#### Textauszug
********

Videos dokumentieren die Militärtaktik

Im Internet kursieren mittlerweile zahlreiche Videos, die diese neuartige Militärtaktik dokumentieren. Eines zeigt, wie ein russischer Kampfpanzer vom Typ T-90M, der laut Forbes 4,5 Millionen Euro kostet, von einer FPV-Drohne getroffen wird, woraufhin er seine Steuerungsfähigkeit verliert, eine Baumreihe durchbricht und schließlich stehen bleibt. Drei Soldaten verlassen daraufhin den Panzer, weil sie wissen, dass jederzeit ein weiterer Angriff folgen kann.

********

[Einträge zur Bounding-Box-Annotation]
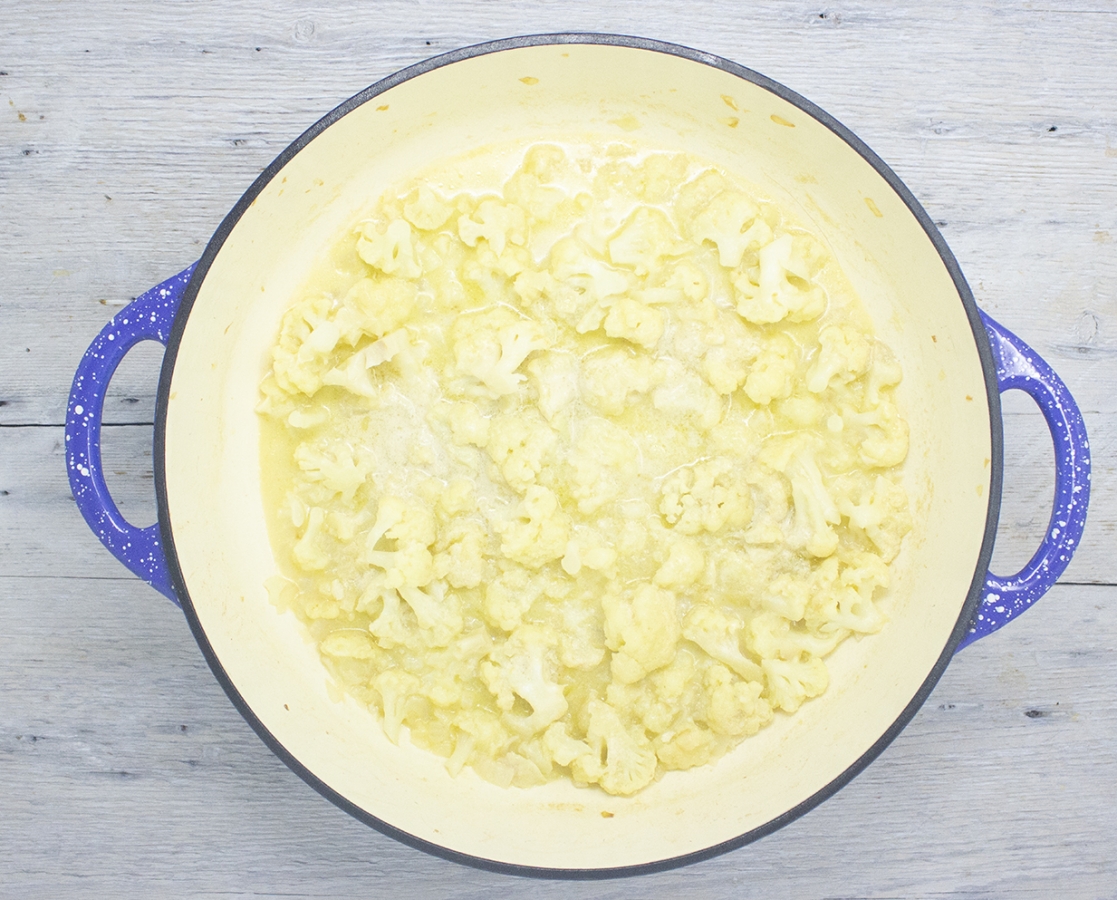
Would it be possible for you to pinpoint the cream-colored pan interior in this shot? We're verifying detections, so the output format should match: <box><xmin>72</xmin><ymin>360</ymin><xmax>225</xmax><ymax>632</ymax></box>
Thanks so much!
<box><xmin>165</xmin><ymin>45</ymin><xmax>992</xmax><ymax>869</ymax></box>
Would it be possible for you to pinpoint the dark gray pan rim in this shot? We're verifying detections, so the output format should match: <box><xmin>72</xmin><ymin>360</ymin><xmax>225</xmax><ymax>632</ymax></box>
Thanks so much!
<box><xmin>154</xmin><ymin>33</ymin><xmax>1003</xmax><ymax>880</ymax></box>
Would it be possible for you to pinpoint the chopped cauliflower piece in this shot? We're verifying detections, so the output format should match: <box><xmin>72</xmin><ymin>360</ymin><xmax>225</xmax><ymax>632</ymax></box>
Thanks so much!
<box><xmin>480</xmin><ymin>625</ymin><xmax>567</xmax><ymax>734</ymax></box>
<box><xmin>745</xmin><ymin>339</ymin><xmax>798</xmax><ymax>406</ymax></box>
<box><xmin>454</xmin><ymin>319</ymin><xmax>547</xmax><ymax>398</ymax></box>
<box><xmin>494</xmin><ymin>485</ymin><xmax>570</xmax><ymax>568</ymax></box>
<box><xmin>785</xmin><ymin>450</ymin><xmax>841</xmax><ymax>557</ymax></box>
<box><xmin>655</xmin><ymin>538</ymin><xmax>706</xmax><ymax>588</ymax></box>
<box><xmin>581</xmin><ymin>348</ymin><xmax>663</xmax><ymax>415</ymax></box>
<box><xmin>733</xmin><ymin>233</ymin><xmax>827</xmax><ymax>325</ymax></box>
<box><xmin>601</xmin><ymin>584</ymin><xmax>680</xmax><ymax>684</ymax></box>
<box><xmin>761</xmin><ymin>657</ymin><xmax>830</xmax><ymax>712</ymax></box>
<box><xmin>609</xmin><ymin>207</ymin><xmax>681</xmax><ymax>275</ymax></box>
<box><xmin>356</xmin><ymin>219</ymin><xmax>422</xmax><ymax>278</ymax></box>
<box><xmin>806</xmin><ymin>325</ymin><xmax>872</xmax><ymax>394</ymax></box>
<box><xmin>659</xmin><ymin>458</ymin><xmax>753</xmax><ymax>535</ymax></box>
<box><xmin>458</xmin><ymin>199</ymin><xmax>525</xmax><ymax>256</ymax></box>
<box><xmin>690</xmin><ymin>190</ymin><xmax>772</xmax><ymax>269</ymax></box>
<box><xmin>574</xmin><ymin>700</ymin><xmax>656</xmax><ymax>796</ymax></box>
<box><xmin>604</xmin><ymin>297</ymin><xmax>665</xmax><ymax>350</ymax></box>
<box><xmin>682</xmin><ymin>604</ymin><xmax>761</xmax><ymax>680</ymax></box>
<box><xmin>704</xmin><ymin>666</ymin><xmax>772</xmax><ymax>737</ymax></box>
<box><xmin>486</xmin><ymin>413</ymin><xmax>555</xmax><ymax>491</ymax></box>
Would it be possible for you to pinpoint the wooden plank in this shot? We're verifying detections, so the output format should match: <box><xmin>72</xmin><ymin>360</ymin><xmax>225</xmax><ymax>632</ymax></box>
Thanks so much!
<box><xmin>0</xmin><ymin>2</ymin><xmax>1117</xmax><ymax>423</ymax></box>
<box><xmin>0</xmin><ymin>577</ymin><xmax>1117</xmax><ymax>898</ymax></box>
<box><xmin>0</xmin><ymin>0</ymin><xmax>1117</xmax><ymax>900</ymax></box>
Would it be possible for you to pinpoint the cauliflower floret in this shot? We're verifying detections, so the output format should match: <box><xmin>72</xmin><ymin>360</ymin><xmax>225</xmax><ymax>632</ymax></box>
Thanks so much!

********

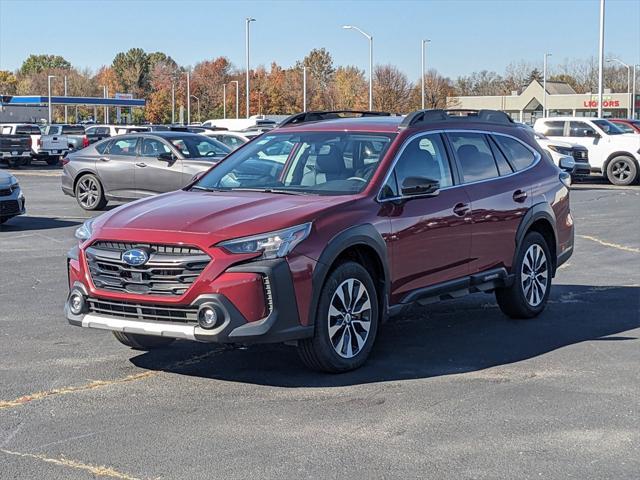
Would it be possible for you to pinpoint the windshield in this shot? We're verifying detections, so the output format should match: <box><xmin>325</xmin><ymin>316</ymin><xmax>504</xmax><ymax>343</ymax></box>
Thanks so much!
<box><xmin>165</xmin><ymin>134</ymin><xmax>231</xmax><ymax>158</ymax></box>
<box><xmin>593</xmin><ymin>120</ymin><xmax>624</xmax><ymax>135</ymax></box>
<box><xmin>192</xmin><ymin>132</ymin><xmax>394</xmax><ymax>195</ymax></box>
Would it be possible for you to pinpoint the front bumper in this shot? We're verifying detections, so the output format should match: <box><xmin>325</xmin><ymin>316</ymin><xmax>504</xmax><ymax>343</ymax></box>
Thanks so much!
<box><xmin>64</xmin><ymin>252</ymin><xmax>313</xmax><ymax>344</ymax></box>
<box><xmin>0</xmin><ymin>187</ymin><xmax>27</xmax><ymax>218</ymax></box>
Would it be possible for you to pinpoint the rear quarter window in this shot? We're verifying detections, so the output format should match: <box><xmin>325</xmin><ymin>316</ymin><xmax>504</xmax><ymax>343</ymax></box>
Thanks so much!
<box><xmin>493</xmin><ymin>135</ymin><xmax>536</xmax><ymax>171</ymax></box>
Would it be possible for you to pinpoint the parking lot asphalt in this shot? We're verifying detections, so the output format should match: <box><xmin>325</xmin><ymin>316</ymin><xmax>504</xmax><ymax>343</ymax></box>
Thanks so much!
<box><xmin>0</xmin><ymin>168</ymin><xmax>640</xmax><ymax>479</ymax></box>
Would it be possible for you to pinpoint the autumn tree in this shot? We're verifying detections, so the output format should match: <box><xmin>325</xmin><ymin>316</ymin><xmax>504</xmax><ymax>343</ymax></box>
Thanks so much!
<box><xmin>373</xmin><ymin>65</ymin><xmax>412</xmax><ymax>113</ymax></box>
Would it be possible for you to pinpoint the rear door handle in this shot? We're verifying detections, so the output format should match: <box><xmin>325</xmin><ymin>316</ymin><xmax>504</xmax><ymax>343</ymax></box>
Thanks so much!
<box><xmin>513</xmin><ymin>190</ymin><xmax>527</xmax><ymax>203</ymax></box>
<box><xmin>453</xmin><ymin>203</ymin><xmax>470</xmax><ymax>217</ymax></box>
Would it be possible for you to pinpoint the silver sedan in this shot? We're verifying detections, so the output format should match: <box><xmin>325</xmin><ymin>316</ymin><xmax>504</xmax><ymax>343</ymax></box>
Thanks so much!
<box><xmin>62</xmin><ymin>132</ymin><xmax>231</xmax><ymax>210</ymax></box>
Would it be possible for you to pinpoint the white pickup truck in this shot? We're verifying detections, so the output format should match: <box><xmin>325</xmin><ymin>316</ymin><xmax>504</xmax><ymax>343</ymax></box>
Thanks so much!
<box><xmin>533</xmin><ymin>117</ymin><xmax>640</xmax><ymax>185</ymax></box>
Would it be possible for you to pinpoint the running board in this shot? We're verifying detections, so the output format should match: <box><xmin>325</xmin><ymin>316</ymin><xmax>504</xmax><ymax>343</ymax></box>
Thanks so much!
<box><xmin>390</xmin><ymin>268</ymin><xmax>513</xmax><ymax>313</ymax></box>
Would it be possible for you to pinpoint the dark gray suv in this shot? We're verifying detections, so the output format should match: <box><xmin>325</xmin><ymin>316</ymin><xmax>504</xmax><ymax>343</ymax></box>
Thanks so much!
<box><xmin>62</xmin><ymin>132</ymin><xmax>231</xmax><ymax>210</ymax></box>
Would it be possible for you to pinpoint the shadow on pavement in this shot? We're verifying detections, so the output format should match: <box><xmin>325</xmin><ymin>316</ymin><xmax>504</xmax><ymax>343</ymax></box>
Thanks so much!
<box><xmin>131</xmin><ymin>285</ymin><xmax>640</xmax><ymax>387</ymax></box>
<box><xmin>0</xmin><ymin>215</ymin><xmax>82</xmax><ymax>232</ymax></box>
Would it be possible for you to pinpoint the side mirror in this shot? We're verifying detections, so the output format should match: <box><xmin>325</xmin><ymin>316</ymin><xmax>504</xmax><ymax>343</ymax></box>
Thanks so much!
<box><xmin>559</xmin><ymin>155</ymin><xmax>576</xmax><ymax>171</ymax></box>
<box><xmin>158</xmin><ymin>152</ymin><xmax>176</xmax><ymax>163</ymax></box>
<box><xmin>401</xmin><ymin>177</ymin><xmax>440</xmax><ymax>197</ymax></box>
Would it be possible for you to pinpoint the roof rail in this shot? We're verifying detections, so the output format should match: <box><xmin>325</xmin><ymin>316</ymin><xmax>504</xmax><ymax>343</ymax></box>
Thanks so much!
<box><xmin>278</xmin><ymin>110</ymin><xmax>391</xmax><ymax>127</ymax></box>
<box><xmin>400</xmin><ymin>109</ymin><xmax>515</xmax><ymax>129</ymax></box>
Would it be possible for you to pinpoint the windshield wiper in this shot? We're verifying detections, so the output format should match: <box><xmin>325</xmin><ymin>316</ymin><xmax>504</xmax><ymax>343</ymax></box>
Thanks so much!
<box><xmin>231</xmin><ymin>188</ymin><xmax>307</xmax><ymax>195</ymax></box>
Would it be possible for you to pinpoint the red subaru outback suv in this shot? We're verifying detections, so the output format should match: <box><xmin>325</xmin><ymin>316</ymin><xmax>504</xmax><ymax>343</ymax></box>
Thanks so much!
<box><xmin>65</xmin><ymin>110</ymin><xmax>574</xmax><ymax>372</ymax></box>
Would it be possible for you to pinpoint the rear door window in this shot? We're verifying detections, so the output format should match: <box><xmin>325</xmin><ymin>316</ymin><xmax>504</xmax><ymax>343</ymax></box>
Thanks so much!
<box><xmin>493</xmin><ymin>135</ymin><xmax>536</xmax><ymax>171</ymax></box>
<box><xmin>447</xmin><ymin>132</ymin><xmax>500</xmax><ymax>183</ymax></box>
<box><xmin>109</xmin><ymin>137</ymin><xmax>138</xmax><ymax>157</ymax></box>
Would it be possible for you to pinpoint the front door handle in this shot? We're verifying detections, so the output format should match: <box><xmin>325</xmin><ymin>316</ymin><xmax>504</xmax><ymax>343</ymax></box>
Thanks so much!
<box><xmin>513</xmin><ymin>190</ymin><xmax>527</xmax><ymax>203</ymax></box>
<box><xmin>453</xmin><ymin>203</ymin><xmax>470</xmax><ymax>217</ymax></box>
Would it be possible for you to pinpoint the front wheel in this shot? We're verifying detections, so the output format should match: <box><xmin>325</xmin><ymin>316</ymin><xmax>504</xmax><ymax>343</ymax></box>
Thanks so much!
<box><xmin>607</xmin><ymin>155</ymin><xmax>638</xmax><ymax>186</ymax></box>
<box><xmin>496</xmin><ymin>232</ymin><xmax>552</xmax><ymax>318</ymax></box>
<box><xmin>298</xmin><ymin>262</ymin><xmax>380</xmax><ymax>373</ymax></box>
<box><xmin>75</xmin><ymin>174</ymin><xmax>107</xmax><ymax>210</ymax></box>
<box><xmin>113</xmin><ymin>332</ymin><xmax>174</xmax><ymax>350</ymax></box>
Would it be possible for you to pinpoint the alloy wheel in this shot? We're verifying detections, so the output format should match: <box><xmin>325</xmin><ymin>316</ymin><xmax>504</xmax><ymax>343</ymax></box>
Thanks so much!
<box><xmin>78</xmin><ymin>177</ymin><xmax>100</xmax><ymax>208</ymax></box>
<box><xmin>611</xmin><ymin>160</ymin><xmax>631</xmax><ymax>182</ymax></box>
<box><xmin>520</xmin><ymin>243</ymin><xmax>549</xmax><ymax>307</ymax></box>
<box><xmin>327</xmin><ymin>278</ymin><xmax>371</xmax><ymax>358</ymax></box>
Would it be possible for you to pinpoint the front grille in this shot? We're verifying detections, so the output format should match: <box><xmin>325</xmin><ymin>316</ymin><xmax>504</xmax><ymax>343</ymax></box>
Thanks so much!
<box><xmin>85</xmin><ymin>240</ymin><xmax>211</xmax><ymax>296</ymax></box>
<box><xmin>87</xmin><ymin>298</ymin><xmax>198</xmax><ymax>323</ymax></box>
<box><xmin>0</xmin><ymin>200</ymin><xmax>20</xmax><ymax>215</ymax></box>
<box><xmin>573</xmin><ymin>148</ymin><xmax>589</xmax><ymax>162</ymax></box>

********

#### Aufgaben
1. Welchen Preis nennt der Textauszug laut Forbes für einen russischen Kampfpanzer vom Typ T-90M?
2. Zitieren Sie aus dem Textauszug den Abschnitt von „Videos dokumentieren die“ bis einschließlich „Angriff folgen kann.“.

#### Ergebnisse je Aufgabe
1. 4,5 Millionen Euro.

2.
Videos dokumentieren die Militärtaktik

Im Internet kursieren mittlerweile zahlreiche Videos, die diese neuartige Militärtaktik dokumentieren. Eines zeigt, wie ein russischer Kampfpanzer vom Typ T-90M, der laut Forbes 4,5 Millionen Euro kostet, von einer FPV-Drohne getroffen wird, woraufhin er seine Steuerungsfähigkeit verliert, eine Baumreihe durchbricht und schließlich stehen bleibt. Drei Soldaten verlassen daraufhin den Panzer, weil sie wissen, dass jederzeit ein weiterer Angriff folgen kann.